## Lista de atividades
(1) No texto sobre a Lei do Estacionamento em Manaus, quanto a maioria dos estacionamentos passou a cobrar, em média, pela hora?
(2) Copie do texto sobre a Lei do Estacionamento o trecho que começa nas palavras "A Lei do Estacionamento, que" e termina logo depois de "pelas três horas.".

## Documento de origem
• • • •
Lei do Estacionamento, Lei de Mercado e a força da cidadania diante do aumento de preços praticado em Manaus

A Lei do Estacionamento, que entrou em vigor dia 09/09 e está causando tanta polêmica em Manaus, pretendia evitar que o usuário pagasse por três horas e usasse apenas entre 15 minutos e 2h45. Os estacionamentos cobravam por uma fatia o valor de um bolo inteiro. A prática mostrou que os proprietários desses locais reagiram de forma organizada e decidiram peitar usuários e legisladores, buscando transformar o limão numa limonada, isto é, o que poderia ser uma redução no faturamento em uma forma de aumentar os lucros.

O resultado é que a maioria dos estacionamentos passou  a cobrar mais pela hora, R$ 6 em média, que os R$ 5 que cobravam anteriormente pelas três horas.

A queda de braço está estabelecida.
• • • •
## Informações fornecidas
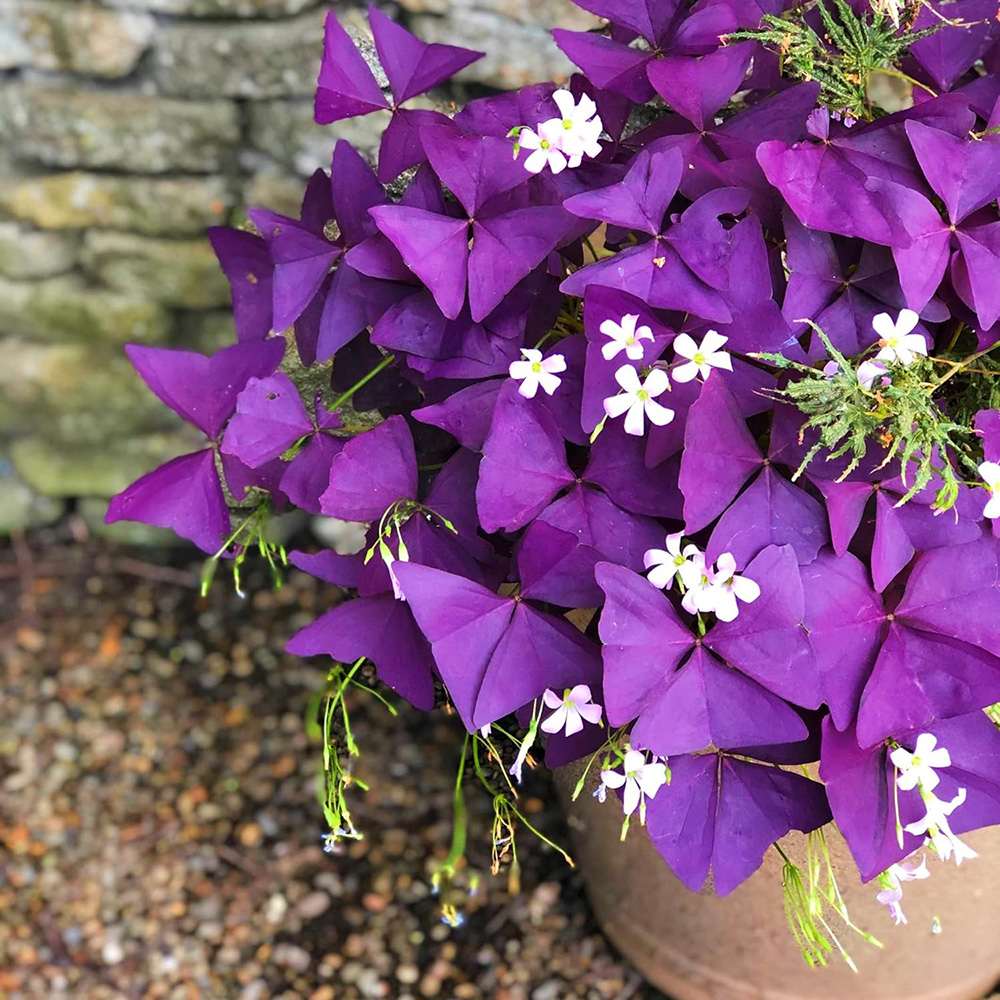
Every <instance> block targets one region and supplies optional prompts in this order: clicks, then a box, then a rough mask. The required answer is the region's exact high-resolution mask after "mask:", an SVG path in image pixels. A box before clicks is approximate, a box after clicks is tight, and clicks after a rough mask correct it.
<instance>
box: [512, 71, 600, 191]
mask: <svg viewBox="0 0 1000 1000" xmlns="http://www.w3.org/2000/svg"><path fill="white" fill-rule="evenodd" d="M552 99H553V100H554V101H555V102H556V107H558V108H559V117H557V118H549V119H548V120H547V121H544V122H541V123H540V124H539V125H536V126H535V128H533V129H531V128H527V127H521V128H519V129H517V130H516V134H517V144H516V145H515V147H514V155H515V156H517V155H518V153H519V152H520V150H521V149H522V148H524V149H530V150H531V154H530V155H529V156H528V158H527V159H526V160H525V161H524V169H525V170H527V171H528V172H529V173H532V174H540V173H541V172H542V171H543V170H544V169H545V168H546V167H548V168H549V170H551V171H552V173H554V174H561V173H562V172H563V171H564V170H565V169H566V168H567V167H570V168H573V167H578V166H580V164H581V163H582V162H583V158H584V157H585V156H589V157H594V156H598V155H599V154H600V152H601V143H600V141H599V140H600V138H601V133H602V132H603V131H604V124H603V122H602V121H601V118H600V115H598V113H597V105H596V104H595V103H594V102H593V100H592V99H591V98H589V97H588V96H587V95H586V94H584V95H583V96H582V97H581V98H580V101H579V103H577V101H576V100H575V99H574V97H573V95H572V94H571V93H570V92H569V91H568V90H557V91H556V92H555V93H554V94H553V95H552Z"/></svg>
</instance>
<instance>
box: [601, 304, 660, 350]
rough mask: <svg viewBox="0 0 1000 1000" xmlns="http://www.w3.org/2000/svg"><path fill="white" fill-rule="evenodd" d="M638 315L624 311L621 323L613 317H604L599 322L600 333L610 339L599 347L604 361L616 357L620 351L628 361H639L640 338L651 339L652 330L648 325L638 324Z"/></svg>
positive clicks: (640, 346) (652, 336) (652, 338)
mask: <svg viewBox="0 0 1000 1000" xmlns="http://www.w3.org/2000/svg"><path fill="white" fill-rule="evenodd" d="M638 322H639V317H638V315H635V314H633V313H626V314H625V315H624V316H622V321H621V323H616V322H615V321H614V320H613V319H606V320H605V321H604V322H603V323H602V324H601V333H603V334H604V336H605V337H610V338H611V340H610V341H609V342H608V343H607V344H605V345H604V346H603V347H602V348H601V356H602V357H603V358H604V360H605V361H610V360H611V359H612V358H615V357H617V356H618V355H619V354H620V353H621V352H622V351H624V352H625V357H627V358H628V359H629V361H641V360H642V352H643V346H642V344H641V343H640V341H642V340H652V339H653V331H652V330H650V328H649V327H648V326H640V327H639V329H638V330H637V329H636V323H638Z"/></svg>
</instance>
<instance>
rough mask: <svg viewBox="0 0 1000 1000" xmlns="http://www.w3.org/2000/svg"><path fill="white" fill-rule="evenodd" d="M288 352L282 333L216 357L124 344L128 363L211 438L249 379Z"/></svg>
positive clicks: (274, 364) (219, 427) (137, 345)
mask: <svg viewBox="0 0 1000 1000" xmlns="http://www.w3.org/2000/svg"><path fill="white" fill-rule="evenodd" d="M284 352H285V342H284V341H283V340H282V339H281V338H280V337H275V338H272V339H270V340H265V341H259V342H249V343H243V344H234V345H233V346H232V347H225V348H223V349H222V350H221V351H217V352H216V353H215V354H213V355H211V357H206V356H205V355H204V354H196V353H195V352H193V351H179V350H172V349H169V348H164V347H145V346H143V345H141V344H127V345H126V346H125V353H126V354H127V355H128V359H129V361H131V362H132V366H133V367H134V368H135V370H136V371H137V372H138V373H139V375H140V376H141V377H142V380H143V381H144V382H145V383H146V385H148V386H149V388H150V389H151V390H152V391H153V392H154V393H155V394H156V395H157V396H158V397H159V398H160V399H161V400H162V401H163V402H164V403H165V404H166V405H167V406H169V407H170V409H171V410H173V411H174V413H176V414H178V415H179V416H181V417H183V418H184V419H185V420H186V421H187V422H188V423H190V424H193V425H194V426H195V427H197V428H198V429H199V430H200V431H201V432H202V433H203V434H205V436H206V437H209V438H215V437H218V435H219V434H220V433H221V432H222V428H223V427H224V426H225V423H226V421H227V420H228V419H229V417H230V416H231V414H232V412H233V410H234V409H235V408H236V399H237V397H238V396H239V394H240V393H241V392H242V391H243V388H244V386H245V385H246V384H247V382H248V381H249V380H250V379H251V378H254V377H255V376H256V377H257V378H264V377H266V376H268V375H270V374H271V373H272V372H273V371H274V370H275V368H277V367H278V365H279V364H280V363H281V358H282V355H283V354H284Z"/></svg>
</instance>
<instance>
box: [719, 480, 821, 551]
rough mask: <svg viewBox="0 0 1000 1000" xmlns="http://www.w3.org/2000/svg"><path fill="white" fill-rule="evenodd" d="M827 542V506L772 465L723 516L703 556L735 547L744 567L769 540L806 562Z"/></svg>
mask: <svg viewBox="0 0 1000 1000" xmlns="http://www.w3.org/2000/svg"><path fill="white" fill-rule="evenodd" d="M826 542H827V530H826V518H825V517H824V515H823V508H822V507H821V506H820V505H819V504H818V503H817V502H816V501H815V500H814V499H813V498H812V497H811V496H810V495H809V494H808V493H806V492H805V491H804V490H801V489H799V488H798V487H797V486H794V485H793V484H792V483H790V482H789V481H788V480H787V479H785V477H784V476H782V475H780V474H779V473H778V472H776V471H775V470H774V468H773V467H772V466H770V465H768V466H765V467H764V469H763V470H762V471H761V472H760V474H759V475H758V476H757V478H756V479H755V480H754V481H753V482H752V483H751V484H750V486H749V487H747V489H746V490H744V491H743V493H741V494H740V496H738V497H737V498H736V500H735V501H734V502H733V505H732V506H731V507H730V508H729V509H728V510H727V511H726V512H725V513H724V514H723V515H722V517H720V518H719V521H718V523H717V524H716V526H715V528H714V529H713V531H712V536H711V538H710V539H709V541H708V546H707V547H706V549H705V555H706V557H707V558H708V559H709V560H710V561H711V562H714V561H715V560H716V559H718V557H719V556H720V555H721V554H722V553H723V552H731V553H732V554H733V555H734V556H735V557H736V562H737V564H739V565H741V566H743V565H746V563H748V562H749V561H750V560H751V559H752V558H753V557H754V556H755V555H757V553H758V552H760V551H761V549H763V548H766V547H767V546H768V545H791V547H792V548H793V549H794V550H795V555H796V557H797V559H798V560H799V562H800V563H802V564H804V563H808V562H811V561H812V560H813V559H814V558H815V557H816V553H817V552H819V550H820V549H821V548H822V547H823V546H824V545H825V544H826Z"/></svg>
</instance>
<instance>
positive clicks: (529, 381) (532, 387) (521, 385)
mask: <svg viewBox="0 0 1000 1000" xmlns="http://www.w3.org/2000/svg"><path fill="white" fill-rule="evenodd" d="M539 384H540V380H539V379H538V378H537V377H536V376H535V375H534V374H532V375H530V376H529V377H528V378H526V379H524V381H523V382H521V384H520V385H519V386H518V387H517V392H518V395H519V396H524V398H525V399H534V398H535V395H536V394H537V392H538V386H539Z"/></svg>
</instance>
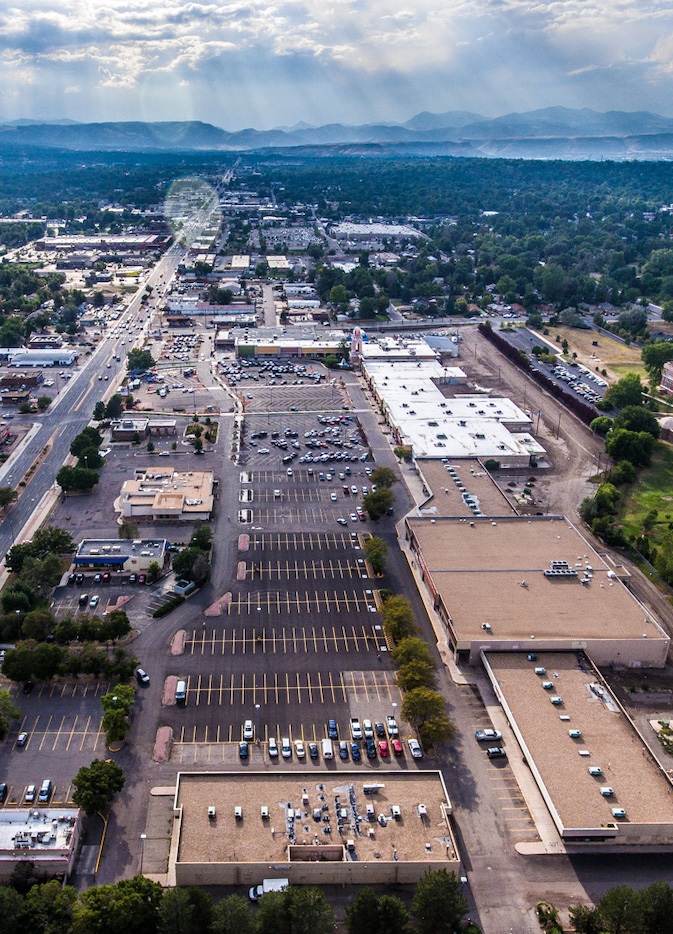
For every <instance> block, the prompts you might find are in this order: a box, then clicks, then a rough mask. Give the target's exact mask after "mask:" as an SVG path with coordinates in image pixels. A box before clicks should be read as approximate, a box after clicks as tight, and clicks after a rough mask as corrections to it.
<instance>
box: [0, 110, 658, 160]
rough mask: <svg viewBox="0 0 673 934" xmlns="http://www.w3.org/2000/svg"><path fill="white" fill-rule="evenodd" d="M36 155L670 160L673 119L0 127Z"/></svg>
mask: <svg viewBox="0 0 673 934" xmlns="http://www.w3.org/2000/svg"><path fill="white" fill-rule="evenodd" d="M19 147H21V148H23V147H36V148H37V147H39V148H44V149H65V150H74V151H98V152H103V151H108V152H118V151H121V152H142V151H146V152H162V151H172V152H190V151H199V150H200V151H229V152H245V151H255V150H262V149H274V150H276V149H287V148H289V147H293V148H295V149H296V148H306V147H310V148H312V149H318V150H320V149H324V150H326V153H325V154H327V152H330V153H332V152H335V151H340V152H353V151H355V150H359V151H362V152H363V153H364V152H365V151H366V152H369V153H371V152H374V151H377V150H378V151H379V152H381V153H383V152H385V153H388V154H391V155H392V154H393V153H405V154H409V155H414V154H416V155H429V154H433V155H459V154H460V155H472V156H476V157H482V158H483V157H487V158H517V159H613V160H627V159H629V160H633V159H647V160H671V159H673V119H672V118H670V117H662V116H660V115H658V114H651V113H647V112H645V111H637V112H632V113H627V112H622V111H609V112H608V113H598V112H596V111H593V110H588V109H586V108H585V109H582V110H572V109H569V108H567V107H547V108H544V109H542V110H533V111H529V112H527V113H511V114H504V115H503V116H500V117H482V116H480V115H479V114H473V113H468V112H466V111H448V112H447V113H442V114H432V113H429V112H427V111H425V112H423V113H419V114H416V116H414V117H412V118H411V119H410V120H407V121H406V123H404V124H387V123H379V124H363V125H362V126H348V125H344V124H340V123H331V124H325V125H323V126H310V125H309V124H306V123H298V124H295V125H294V126H292V127H277V128H275V129H272V130H264V131H260V130H256V129H254V128H248V129H245V130H238V131H236V132H234V133H231V132H228V131H226V130H223V129H222V128H220V127H217V126H213V125H212V124H210V123H202V122H199V121H190V122H177V121H176V122H164V123H147V122H140V121H138V122H121V123H75V122H72V121H68V120H58V121H54V122H51V123H46V122H45V123H39V122H35V121H30V120H16V121H13V122H12V123H7V124H2V125H0V149H2V150H3V151H11V150H12V149H15V148H19Z"/></svg>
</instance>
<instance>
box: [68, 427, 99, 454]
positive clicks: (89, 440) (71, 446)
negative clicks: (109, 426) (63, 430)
mask: <svg viewBox="0 0 673 934" xmlns="http://www.w3.org/2000/svg"><path fill="white" fill-rule="evenodd" d="M102 443H103V436H102V435H101V434H100V433H99V432H98V431H97V430H96V429H95V428H91V427H90V426H87V427H86V428H85V429H84V430H83V431H80V433H79V434H78V435H77V436H76V437H74V438H73V439H72V441H71V443H70V453H71V454H72V456H73V457H81V456H82V454H83V453H84V452H86V451H88V450H89V449H90V448H95V449H96V450H98V448H99V447H100V446H101V444H102Z"/></svg>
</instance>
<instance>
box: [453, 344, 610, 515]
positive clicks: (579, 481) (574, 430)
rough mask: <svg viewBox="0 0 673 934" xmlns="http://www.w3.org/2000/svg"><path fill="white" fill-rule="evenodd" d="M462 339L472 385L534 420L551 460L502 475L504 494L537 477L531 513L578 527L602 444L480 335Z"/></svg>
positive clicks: (465, 369) (519, 509)
mask: <svg viewBox="0 0 673 934" xmlns="http://www.w3.org/2000/svg"><path fill="white" fill-rule="evenodd" d="M461 334H462V336H463V342H462V344H461V355H460V358H459V359H458V364H459V365H460V366H461V367H462V368H463V369H464V370H465V371H466V372H467V374H468V377H469V378H470V381H471V382H474V383H476V384H477V385H478V386H481V387H483V388H489V389H493V390H497V391H498V392H501V393H502V394H503V395H506V396H509V397H510V398H512V399H513V400H514V401H515V402H516V403H517V404H518V405H520V406H521V408H522V409H523V410H524V411H526V412H529V413H530V414H531V417H532V418H533V428H534V432H535V434H536V436H537V437H538V439H539V441H540V443H541V444H542V445H544V447H545V449H546V450H547V453H548V456H549V462H550V464H551V466H550V468H549V469H545V468H539V469H538V470H537V471H532V472H531V471H526V472H525V473H524V472H517V476H515V475H514V474H512V473H511V472H509V471H501V476H500V478H499V480H501V481H502V483H501V485H502V488H503V490H504V491H505V492H506V493H507V492H510V491H511V490H512V489H514V490H515V491H516V490H517V489H518V488H519V487H521V486H522V485H525V483H523V481H525V480H527V479H528V478H529V477H530V476H531V475H535V477H536V481H535V483H534V484H533V486H534V488H535V493H534V498H533V501H532V502H531V503H530V506H529V510H528V511H531V512H538V511H539V512H551V513H562V514H564V515H567V516H568V518H570V519H571V521H576V520H577V508H578V506H579V504H580V503H581V502H582V500H583V499H584V498H585V497H586V496H591V495H593V493H594V492H595V486H594V484H593V483H591V482H590V478H591V477H592V476H594V475H595V474H596V473H597V471H598V469H599V464H600V463H601V461H602V460H604V459H605V453H604V446H603V443H602V441H601V440H600V439H597V438H596V437H595V436H594V435H593V434H592V433H591V432H590V431H589V429H588V428H587V427H586V426H585V425H583V424H582V423H581V422H580V421H579V420H578V419H577V418H575V416H574V415H572V414H571V413H570V412H569V411H568V410H567V409H566V408H564V407H563V406H562V405H560V404H559V403H558V402H557V401H556V400H555V399H553V398H552V397H551V396H549V395H548V394H547V393H546V392H545V391H544V390H543V389H541V388H540V387H539V386H538V385H537V384H536V383H534V382H533V380H531V379H529V378H528V377H527V376H525V375H524V374H523V373H522V372H521V371H520V370H518V369H517V368H516V367H515V366H514V365H513V364H511V363H509V361H507V360H506V359H505V357H503V356H502V355H501V354H500V353H498V351H497V350H496V349H495V348H494V347H493V346H492V345H491V344H489V343H488V342H487V341H485V340H484V339H483V338H482V337H480V336H479V334H478V333H477V331H476V329H472V328H470V329H467V328H466V329H464V330H461ZM538 413H540V414H539V416H538ZM519 473H520V476H518V474H519ZM511 481H516V482H517V488H511V487H509V488H508V483H509V482H511ZM515 505H516V508H517V509H518V510H519V511H525V510H523V509H522V505H521V503H520V502H517V503H516V504H515Z"/></svg>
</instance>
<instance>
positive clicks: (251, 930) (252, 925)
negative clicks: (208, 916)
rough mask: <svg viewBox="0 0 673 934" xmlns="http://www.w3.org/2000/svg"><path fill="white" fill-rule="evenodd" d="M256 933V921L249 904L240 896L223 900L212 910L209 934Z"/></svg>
mask: <svg viewBox="0 0 673 934" xmlns="http://www.w3.org/2000/svg"><path fill="white" fill-rule="evenodd" d="M264 898H266V895H265V896H264ZM262 901H264V899H262ZM256 931H257V919H256V917H255V915H253V913H252V911H251V910H250V904H249V902H247V901H246V900H245V899H244V898H241V896H240V895H230V896H229V897H228V898H223V899H222V901H220V902H218V903H217V905H215V907H214V908H213V921H212V924H211V928H210V934H256Z"/></svg>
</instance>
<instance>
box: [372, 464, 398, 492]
mask: <svg viewBox="0 0 673 934" xmlns="http://www.w3.org/2000/svg"><path fill="white" fill-rule="evenodd" d="M370 480H371V481H372V483H375V484H376V485H377V486H381V487H385V488H386V489H388V488H389V487H391V486H392V485H393V483H397V481H398V480H399V477H398V476H397V474H396V473H395V471H394V470H393V469H392V467H375V468H374V469H373V470H372V475H371V477H370Z"/></svg>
• • • •
## Lista de respostas
(1) R$ 6 em média.

(2)
A Lei do Estacionamento, que entrou em vigor dia 09/09 e está causando tanta polêmica em Manaus, pretendia evitar que o usuário pagasse por três horas e usasse apenas entre 15 minutos e 2h45. Os estacionamentos cobravam por uma fatia o valor de um bolo inteiro. A prática mostrou que os proprietários desses locais reagiram de forma organizada e decidiram peitar usuários e legisladores, buscando transformar o limão numa limonada, isto é, o que poderia ser uma redução no faturamento em uma forma de aumentar os lucros.

O resultado é que a maioria dos estacionamentos passou  a cobrar mais pela hora, R$ 6 em média, que os R$ 5 que cobravam anteriormente pelas três horas.